▶ **Task directions**: Reproduce all of the listing below without alteration.

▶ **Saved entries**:
%%
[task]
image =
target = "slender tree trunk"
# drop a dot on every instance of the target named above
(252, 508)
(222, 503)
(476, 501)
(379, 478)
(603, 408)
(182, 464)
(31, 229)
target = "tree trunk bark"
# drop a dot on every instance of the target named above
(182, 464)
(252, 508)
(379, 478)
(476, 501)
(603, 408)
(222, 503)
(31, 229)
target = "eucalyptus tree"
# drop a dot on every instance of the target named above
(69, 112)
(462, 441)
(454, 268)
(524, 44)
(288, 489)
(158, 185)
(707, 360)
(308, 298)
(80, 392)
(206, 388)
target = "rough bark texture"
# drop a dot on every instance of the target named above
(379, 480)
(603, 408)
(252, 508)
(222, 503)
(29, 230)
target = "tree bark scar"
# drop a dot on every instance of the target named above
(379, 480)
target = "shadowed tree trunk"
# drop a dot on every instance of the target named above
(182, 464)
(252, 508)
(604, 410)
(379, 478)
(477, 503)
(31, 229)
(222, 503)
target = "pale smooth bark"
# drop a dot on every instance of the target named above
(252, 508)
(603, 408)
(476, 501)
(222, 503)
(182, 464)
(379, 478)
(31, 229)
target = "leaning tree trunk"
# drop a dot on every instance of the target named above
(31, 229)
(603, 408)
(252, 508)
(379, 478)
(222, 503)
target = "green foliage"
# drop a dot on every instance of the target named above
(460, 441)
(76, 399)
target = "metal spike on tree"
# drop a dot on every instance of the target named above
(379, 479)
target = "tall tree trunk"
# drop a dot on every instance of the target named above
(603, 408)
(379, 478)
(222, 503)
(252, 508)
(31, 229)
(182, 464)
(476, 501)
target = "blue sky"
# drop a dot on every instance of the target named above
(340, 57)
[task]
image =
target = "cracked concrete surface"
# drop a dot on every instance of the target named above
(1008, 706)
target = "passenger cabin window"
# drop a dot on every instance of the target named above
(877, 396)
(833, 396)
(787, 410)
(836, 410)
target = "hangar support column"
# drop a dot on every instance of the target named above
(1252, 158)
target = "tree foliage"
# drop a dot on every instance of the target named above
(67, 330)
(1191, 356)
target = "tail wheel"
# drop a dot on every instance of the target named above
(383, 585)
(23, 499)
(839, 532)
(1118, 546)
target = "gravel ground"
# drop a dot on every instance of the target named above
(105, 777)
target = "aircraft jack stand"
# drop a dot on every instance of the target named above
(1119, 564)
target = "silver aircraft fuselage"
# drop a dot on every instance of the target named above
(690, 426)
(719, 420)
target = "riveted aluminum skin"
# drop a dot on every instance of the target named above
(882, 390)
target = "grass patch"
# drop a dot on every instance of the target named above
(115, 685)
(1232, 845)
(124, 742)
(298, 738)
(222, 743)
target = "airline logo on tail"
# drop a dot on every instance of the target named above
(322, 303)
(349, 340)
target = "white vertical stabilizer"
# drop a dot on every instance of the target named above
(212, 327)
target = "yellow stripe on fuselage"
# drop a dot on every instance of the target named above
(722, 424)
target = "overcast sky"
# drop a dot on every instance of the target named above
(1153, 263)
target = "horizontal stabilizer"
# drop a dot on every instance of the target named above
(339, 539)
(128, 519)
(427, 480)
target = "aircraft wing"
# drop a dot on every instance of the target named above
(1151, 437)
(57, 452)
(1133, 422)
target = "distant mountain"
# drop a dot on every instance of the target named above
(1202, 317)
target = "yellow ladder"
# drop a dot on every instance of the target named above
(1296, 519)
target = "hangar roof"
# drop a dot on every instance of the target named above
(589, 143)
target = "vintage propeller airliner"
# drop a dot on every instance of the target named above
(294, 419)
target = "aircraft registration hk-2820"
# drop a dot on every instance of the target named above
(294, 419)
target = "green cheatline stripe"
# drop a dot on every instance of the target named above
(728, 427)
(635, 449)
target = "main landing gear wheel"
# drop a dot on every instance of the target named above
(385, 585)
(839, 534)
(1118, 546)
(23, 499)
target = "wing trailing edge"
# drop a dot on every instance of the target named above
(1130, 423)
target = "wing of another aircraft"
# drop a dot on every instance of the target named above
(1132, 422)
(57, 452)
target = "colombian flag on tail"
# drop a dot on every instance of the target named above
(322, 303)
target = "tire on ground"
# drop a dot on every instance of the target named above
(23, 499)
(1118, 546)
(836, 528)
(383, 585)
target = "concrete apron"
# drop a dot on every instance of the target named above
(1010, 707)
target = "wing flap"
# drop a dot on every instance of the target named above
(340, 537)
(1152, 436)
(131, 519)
%%
▶ **Completed task**:
[task]
image =
target = "slender tree trunk"
# drop a dot on every instance of the target named above
(252, 508)
(222, 503)
(476, 501)
(379, 478)
(603, 408)
(182, 464)
(31, 229)
target = "tree trunk bark"
# drop a dot on every instance of the target named above
(182, 464)
(252, 508)
(379, 478)
(476, 501)
(603, 408)
(222, 503)
(31, 229)
target = "eucalyptus tree"
# drop a dot on every instance of the target named above
(69, 112)
(462, 441)
(454, 268)
(524, 44)
(288, 489)
(158, 185)
(707, 360)
(308, 298)
(80, 392)
(206, 388)
target = "rough bark texture"
# drop a dot on every instance of the target named above
(379, 480)
(603, 408)
(252, 508)
(222, 503)
(29, 230)
target = "tree bark scar"
# drop a dot on every instance of the target named above
(379, 480)
target = "shadowed tree trunk"
# drop a dot on every instance of the target named above
(182, 464)
(252, 508)
(604, 410)
(379, 478)
(477, 503)
(31, 229)
(222, 503)
target = "pale smooth bark"
# drop a dot on every instance of the target named above
(252, 508)
(603, 408)
(476, 501)
(222, 503)
(182, 464)
(379, 478)
(31, 229)
target = "leaning tree trunk"
# drop a dot on every instance of the target named above
(31, 229)
(603, 408)
(252, 508)
(379, 478)
(222, 503)
target = "green foliage"
# drop a dot on every instance of the target named above
(460, 441)
(76, 399)
target = "metal spike on tree"
# drop a dot on every instance of the target named above
(379, 479)
target = "tall tree trunk"
# drop a dot on every instance of the target named above
(603, 408)
(379, 478)
(222, 503)
(252, 508)
(31, 229)
(182, 464)
(476, 501)
target = "blue sky"
# drop a dot on every instance of the target named above
(340, 57)
[task]
image =
target = "cracked concrete surface"
# drop a dot on every instance of the target named above
(1008, 706)
target = "passenger cabin window"
# drop a dot on every instance of the target named above
(877, 396)
(833, 396)
(787, 410)
(836, 410)
target = "hangar support column"
# drop a dot on every instance of the target named above
(1252, 158)
target = "tree foliage"
# drop a dot on every instance of the target named above
(67, 330)
(1191, 356)
target = "tail wheel"
# drop a dot on every instance of the target named above
(383, 585)
(23, 499)
(839, 532)
(1118, 546)
target = "gravel ground"
# drop a dot on every instance of the target named above
(105, 777)
target = "aircraft jack stand"
# drop a dot on every instance of the target named above
(1119, 564)
target = "silver aircraft fuselage"
# drop a dot on every instance of the target named above
(690, 426)
(719, 420)
target = "riveted aluminum skin"
# drop a dot on every instance of the target named above
(882, 390)
target = "grass patch"
# drop a dot on every instance of the target named above
(115, 685)
(1232, 845)
(124, 742)
(298, 738)
(222, 743)
target = "airline logo on tail"
# drop a dot on every instance of the target named above
(322, 303)
(349, 340)
target = "white vertical stabilizer"
# drop a dot on every instance of the target named above
(212, 327)
target = "yellow stripe on fuselage"
# drop a dot on every instance of the target named above
(722, 424)
target = "overcast sky"
# drop a dot on every instance of the target named above
(1153, 263)
target = "horizontal stabilizer"
# drop a dot on every instance of the target named above
(339, 539)
(128, 519)
(427, 480)
target = "aircraft wing"
# drop a dot on every instance of the target named above
(1151, 437)
(57, 452)
(1133, 422)
target = "distant mountain"
# drop a dot on every instance of the target named above
(1202, 317)
target = "yellow ladder"
# drop a dot on every instance of the target named above
(1296, 519)
target = "hangar roof"
# drop a dot on every instance of the target named above
(589, 143)
target = "vintage propeller airliner"
# drop a dot on every instance of the target named above
(294, 419)
target = "aircraft registration hk-2820"
# drop a dot on every instance of the target named above
(294, 419)
target = "green cheatline stripe"
# drop a dot on every instance of the target named above
(728, 427)
(635, 449)
target = "main landing gear wheel"
# drop a dot on every instance of the target named above
(385, 585)
(839, 534)
(1118, 546)
(23, 499)
target = "wing trailing edge"
# drop a dot on every instance of the target named above
(1130, 423)
target = "wing of another aircraft"
# drop a dot on every instance of the target named above
(1132, 422)
(57, 452)
target = "colombian flag on tail"
# drop a dot on every instance of the target named above
(322, 303)
target = "tire on ground"
# drop a dot on every instance of the target named above
(23, 499)
(1118, 546)
(836, 528)
(383, 585)
target = "concrete apron"
# drop a dot on every instance of the target named above
(1010, 707)
target = "wing flap"
# drop a dot on every instance of the target named above
(340, 537)
(1152, 436)
(131, 519)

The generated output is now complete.